# [Given exercise]
Reproduce each of the entries below word for word, without altering anything.

═════ Recorded data

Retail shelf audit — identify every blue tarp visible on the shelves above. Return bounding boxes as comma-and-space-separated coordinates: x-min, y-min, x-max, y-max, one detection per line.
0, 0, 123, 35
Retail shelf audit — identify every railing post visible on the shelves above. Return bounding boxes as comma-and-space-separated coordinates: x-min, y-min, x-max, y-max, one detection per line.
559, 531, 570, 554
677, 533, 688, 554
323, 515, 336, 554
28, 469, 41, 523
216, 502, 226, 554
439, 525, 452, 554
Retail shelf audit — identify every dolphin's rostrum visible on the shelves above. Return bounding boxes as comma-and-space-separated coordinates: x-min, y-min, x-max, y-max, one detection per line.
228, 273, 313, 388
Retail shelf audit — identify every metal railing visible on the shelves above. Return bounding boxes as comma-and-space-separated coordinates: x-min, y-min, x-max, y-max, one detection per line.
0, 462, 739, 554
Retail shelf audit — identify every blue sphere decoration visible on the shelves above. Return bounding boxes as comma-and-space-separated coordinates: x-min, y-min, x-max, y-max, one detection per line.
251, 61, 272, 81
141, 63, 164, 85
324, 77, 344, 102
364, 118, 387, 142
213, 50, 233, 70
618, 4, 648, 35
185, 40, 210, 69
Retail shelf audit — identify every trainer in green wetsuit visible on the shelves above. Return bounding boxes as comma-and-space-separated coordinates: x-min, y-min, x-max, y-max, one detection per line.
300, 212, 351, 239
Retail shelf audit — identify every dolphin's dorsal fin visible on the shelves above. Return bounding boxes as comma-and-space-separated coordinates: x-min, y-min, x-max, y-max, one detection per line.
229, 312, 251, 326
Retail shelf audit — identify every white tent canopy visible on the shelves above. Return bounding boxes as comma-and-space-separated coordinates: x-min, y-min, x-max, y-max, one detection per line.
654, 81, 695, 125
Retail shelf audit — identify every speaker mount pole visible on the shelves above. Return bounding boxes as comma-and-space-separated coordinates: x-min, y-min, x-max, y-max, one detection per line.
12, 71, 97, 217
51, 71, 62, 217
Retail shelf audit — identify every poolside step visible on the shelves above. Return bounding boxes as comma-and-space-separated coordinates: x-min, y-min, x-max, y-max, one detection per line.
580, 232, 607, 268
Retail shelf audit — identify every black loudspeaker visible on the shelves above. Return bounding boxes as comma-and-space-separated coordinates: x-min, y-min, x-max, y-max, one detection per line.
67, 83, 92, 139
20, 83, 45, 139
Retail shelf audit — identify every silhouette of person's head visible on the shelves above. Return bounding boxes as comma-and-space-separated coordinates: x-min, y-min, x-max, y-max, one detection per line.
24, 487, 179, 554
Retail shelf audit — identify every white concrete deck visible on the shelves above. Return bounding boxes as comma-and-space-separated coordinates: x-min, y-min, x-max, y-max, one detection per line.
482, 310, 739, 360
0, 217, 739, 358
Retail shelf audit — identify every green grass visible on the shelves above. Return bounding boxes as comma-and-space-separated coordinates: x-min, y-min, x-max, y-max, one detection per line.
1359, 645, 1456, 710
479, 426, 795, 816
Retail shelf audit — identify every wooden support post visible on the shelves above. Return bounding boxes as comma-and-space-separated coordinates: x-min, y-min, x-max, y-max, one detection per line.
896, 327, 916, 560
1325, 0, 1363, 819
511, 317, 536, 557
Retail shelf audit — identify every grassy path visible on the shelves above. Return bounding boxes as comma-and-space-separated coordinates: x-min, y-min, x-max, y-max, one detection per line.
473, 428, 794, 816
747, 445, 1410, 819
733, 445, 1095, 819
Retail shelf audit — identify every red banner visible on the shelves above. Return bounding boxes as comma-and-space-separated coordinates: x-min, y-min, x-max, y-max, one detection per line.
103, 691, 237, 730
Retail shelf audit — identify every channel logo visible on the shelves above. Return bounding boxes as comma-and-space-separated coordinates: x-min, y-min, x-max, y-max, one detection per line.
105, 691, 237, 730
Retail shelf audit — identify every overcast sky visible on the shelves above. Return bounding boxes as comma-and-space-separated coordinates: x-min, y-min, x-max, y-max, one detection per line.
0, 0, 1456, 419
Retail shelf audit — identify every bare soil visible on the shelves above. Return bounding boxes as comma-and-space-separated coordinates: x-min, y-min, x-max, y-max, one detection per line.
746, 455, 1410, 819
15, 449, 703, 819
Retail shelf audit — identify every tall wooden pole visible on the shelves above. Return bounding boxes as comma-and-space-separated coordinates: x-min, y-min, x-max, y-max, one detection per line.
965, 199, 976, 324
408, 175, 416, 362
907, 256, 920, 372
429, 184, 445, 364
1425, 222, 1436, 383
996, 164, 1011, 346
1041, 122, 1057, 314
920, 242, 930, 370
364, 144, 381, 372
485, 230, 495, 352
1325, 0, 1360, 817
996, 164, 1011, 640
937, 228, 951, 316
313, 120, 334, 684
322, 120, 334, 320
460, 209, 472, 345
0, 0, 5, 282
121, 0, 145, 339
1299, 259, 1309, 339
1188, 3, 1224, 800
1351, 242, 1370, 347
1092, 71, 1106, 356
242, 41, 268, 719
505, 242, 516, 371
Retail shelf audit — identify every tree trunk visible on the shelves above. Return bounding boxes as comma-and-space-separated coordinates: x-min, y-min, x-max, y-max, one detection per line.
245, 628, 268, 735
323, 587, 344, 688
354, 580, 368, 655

══════════

# [Exercise output]
Retail shelf audit — identify every blue tarp visible on the shelves above. Return bounding boxes as comma-and-space-separated coordinates: x-min, y-min, x-max, y-max, one detection per line.
0, 0, 123, 35
Retail shelf audit — identify every railing post visible on the shelves above. Return bounding boxes as comma-and-space-separated coordinates: x-min, y-min, x-max, y-max, one detection per line.
559, 531, 570, 554
677, 533, 688, 554
323, 515, 336, 554
28, 469, 41, 523
216, 502, 226, 554
439, 525, 452, 554
Retail shelf audit — identify every dolphin's rostrum visible on the shelves above. Return bounding boxes as comma-and-space-separated coordinates: x-min, y-min, x-max, y-max, one detection per line.
228, 273, 313, 388
Retail shelf audit — identify every metal railing visible on the shelves above. Return bounding boxes as comma-and-space-separated coordinates: x-min, y-min, x-max, y-max, one detection per line.
0, 462, 739, 554
Retail shelf audit — identify every blue sphere decoration visible on the shelves above. Return bounding boxes as comma-and-space-separated coordinates: x-min, y-min, x-max, y-max, one detection per line.
251, 61, 272, 81
141, 63, 164, 85
324, 77, 344, 102
364, 118, 387, 142
213, 50, 233, 70
618, 4, 648, 35
185, 40, 210, 69
Retail shelf audit — identify every trainer in green wetsuit visible on the shelves above. Return bounding boxes as comma-and-space-separated coordinates: x-min, y-min, x-max, y-max, one detection per line.
300, 212, 351, 239
Retail shelf audit — identify every dolphin's dorsal fin visible on the shelves above. Return bounding boxes as comma-and-space-separated coordinates: x-min, y-min, x-max, y-max, one detection per line.
229, 312, 251, 326
Retail shelf audit — identify every white tent canopy visible on the shelves above. Return bounding boxes as comma-and-space-separated coordinates: x-min, y-min, x-max, y-max, one detection per line.
654, 81, 695, 125
Retail shelf audit — identify every speaker mount pole visible on the shelves above. Return bounding boxes as comma-and-space-separated coordinates: x-min, y-min, x-max, y-max, one detection per line.
12, 71, 97, 217
51, 71, 62, 217
Retail shelf audit — identify every poolside step visible on the shelves above. Return bounding boxes as comma-and-space-separated coordinates: x-min, y-min, x-max, y-max, one detection per line.
580, 232, 607, 268
Retail shelf audit — identify every black loudspeaker visible on the shelves above. Return bounding boxes as comma-and-space-separated coordinates: x-min, y-min, x-max, y-max, one detection per line.
67, 83, 92, 139
20, 83, 45, 139
Retail shelf audit — identify every silhouette of person's head visible on the shelves above. Return bounding boxes as comma-and-space-separated coordinates: x-min, y-min, x-max, y-max, one detection per line.
24, 487, 179, 554
Retail shelf audit — identify every white concrete deck visible on the shelves above. Return bounding boxes as comma-and-space-separated coordinates: x-min, y-min, x-max, y-max, one detection per line.
482, 310, 739, 360
0, 217, 739, 358
Retail shelf audit — identify every green grass visible on the shelves above. Return bounding boxes as comma-and-space-separated coordinates: x-min, y-min, x-max, y-max, one detection per line.
1359, 645, 1456, 710
479, 426, 795, 816
Retail shelf audit — identify every wooden support post visible on the shelves above. Return bounding boxes as comma-and-space-separated coordinates: x-min, y-min, x-max, y-max, one detection per line.
896, 327, 916, 560
1325, 0, 1363, 819
511, 317, 536, 557
Retail shelf audit — identify every grassy path visible on the shelves above. Return bounding boxes as comma-and-space-separated coordinates: x-min, y-min, x-max, y-max, one detection per line.
473, 428, 794, 816
747, 445, 1410, 819
733, 445, 1095, 819
Retail shelf audit — identify every red banner visible on the shelves above. Return bounding boxes as comma-and-space-separated coordinates: x-min, y-min, x-max, y-max, one detection per line.
103, 691, 237, 730
Retail shelf audit — identify every channel logo visible on the shelves above. Return bounding boxes as comma-and-space-separated coordinates: x-min, y-min, x-max, y-max, one detection per line.
105, 691, 237, 730
Retail shelf audit — identify every overcast sky visible on the shelves above. Return bounding boxes as comma-and-space-separated coordinates: x-min, y-min, x-max, y-max, one detection per line.
0, 0, 1456, 419
Retail shelf audit — identify every bare soil visible on the shelves above. Return bounding boxes as comma-and-space-separated coordinates: x-min, y-min, x-max, y-max, one detection per line.
746, 455, 1410, 819
15, 449, 703, 819
Retail shelf audit — identify every tall wooden pole visible on the shelves above. Return bounding boxes as comma-and-space-separated coordinates: x-min, y-min, x-max, y-max, one detection per line.
965, 199, 976, 324
408, 175, 416, 362
907, 256, 920, 372
429, 184, 445, 364
1425, 222, 1436, 383
996, 164, 1011, 346
1041, 122, 1057, 314
920, 242, 930, 370
364, 144, 381, 372
485, 230, 495, 352
1325, 0, 1360, 817
996, 164, 1011, 640
937, 228, 951, 316
313, 120, 334, 684
322, 120, 334, 320
460, 209, 472, 345
0, 0, 5, 282
121, 0, 145, 339
1299, 259, 1309, 339
1188, 3, 1224, 800
1351, 242, 1370, 347
1092, 71, 1106, 356
242, 41, 268, 719
505, 242, 516, 371
Retail shelf audit — identify every tree trunk visible on the shelves above. Return bounding boxes as comma-and-space-separated coordinates: x-min, y-min, x-max, y-max, one detection per line.
245, 628, 268, 735
323, 587, 344, 688
354, 580, 368, 655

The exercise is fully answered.